AANGELEVERDE LIJST -
┌────────
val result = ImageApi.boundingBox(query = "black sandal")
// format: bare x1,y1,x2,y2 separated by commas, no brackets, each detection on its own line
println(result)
└────────
┌────────
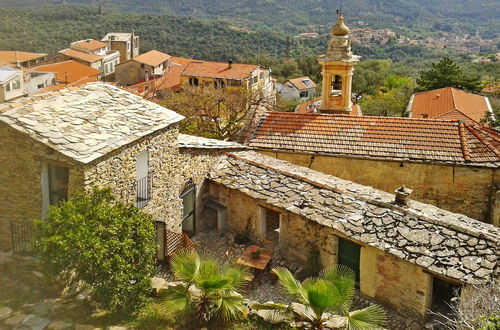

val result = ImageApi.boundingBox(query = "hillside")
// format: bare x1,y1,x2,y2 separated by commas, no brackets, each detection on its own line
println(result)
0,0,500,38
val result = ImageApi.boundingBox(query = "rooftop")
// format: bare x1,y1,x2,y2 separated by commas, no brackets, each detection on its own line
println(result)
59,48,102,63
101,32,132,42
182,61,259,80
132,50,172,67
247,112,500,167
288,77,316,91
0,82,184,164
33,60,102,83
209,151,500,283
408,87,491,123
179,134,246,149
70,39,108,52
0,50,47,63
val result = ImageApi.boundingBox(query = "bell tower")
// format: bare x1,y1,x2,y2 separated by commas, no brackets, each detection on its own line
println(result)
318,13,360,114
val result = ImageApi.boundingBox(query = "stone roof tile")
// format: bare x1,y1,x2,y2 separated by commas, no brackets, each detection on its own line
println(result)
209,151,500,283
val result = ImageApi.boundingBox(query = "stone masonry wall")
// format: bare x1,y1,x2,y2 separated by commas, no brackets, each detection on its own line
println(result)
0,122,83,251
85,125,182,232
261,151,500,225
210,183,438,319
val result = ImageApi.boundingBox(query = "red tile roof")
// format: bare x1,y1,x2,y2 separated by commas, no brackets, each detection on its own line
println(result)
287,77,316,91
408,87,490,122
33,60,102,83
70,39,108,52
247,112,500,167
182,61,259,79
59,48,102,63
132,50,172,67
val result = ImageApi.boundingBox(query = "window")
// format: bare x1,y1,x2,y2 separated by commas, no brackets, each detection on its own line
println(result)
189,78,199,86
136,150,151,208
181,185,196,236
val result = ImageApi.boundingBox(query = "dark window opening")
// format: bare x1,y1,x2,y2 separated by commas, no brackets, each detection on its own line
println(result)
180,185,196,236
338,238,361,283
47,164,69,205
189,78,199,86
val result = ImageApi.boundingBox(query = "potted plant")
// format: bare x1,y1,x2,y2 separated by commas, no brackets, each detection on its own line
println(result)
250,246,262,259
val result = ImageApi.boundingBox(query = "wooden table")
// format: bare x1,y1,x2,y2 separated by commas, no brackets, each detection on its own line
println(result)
└────────
┌────────
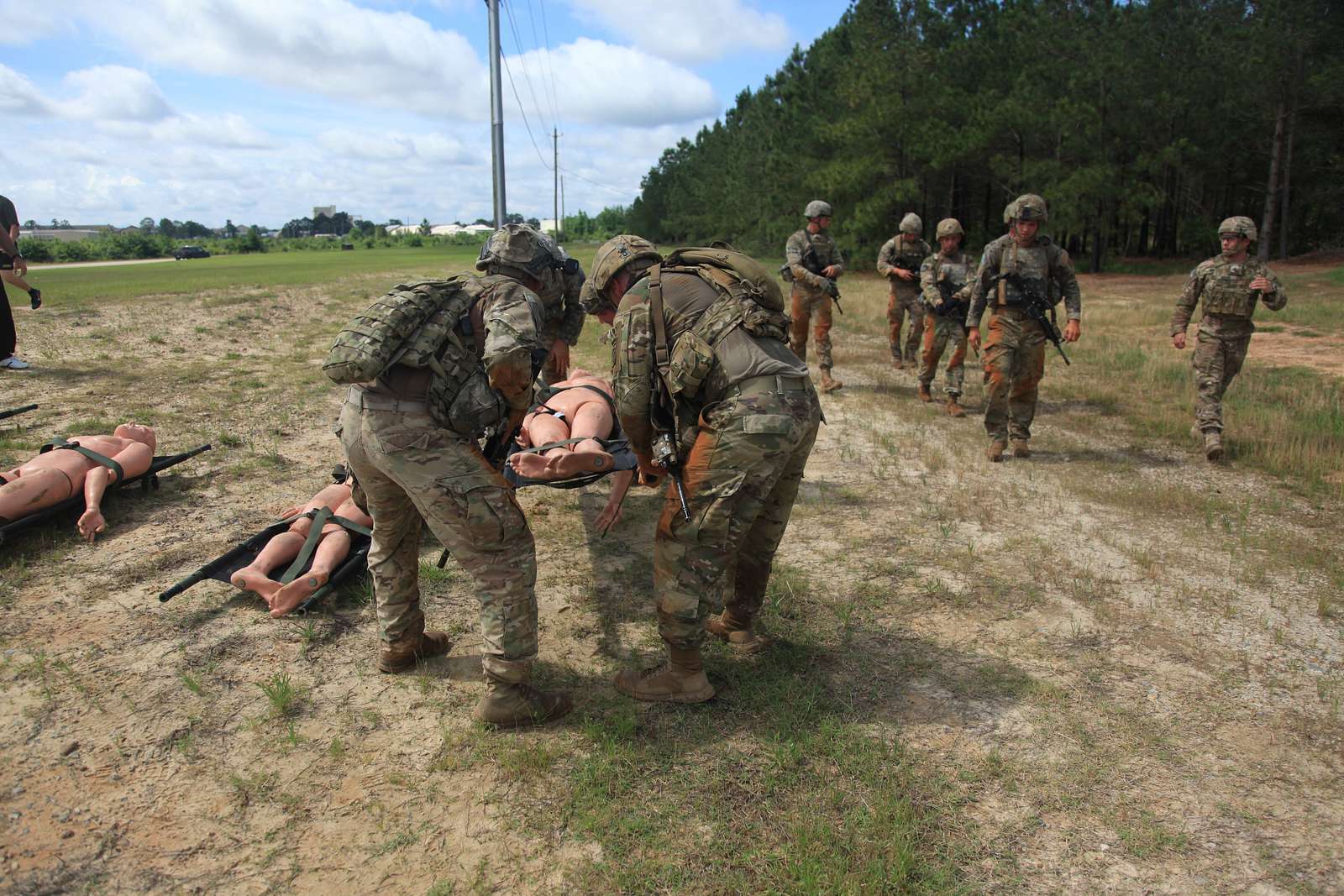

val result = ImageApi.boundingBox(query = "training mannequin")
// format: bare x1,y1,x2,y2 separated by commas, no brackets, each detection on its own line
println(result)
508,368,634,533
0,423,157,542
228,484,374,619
└────────
INSTRUCTIES OPDRACHT -
Zoek in de bovenstaande lijst alle regels op waarin het woord "window" voorkomt en neem elk van die regels letterlijk over. Het onderscheid tussen hoofdletters en kleine letters telt mee.

VOLLEDIGE UITVOER -
val result = ImageApi.boundingBox(query = "window")
val result = ImageApi.boundingBox(query = "dark window opening")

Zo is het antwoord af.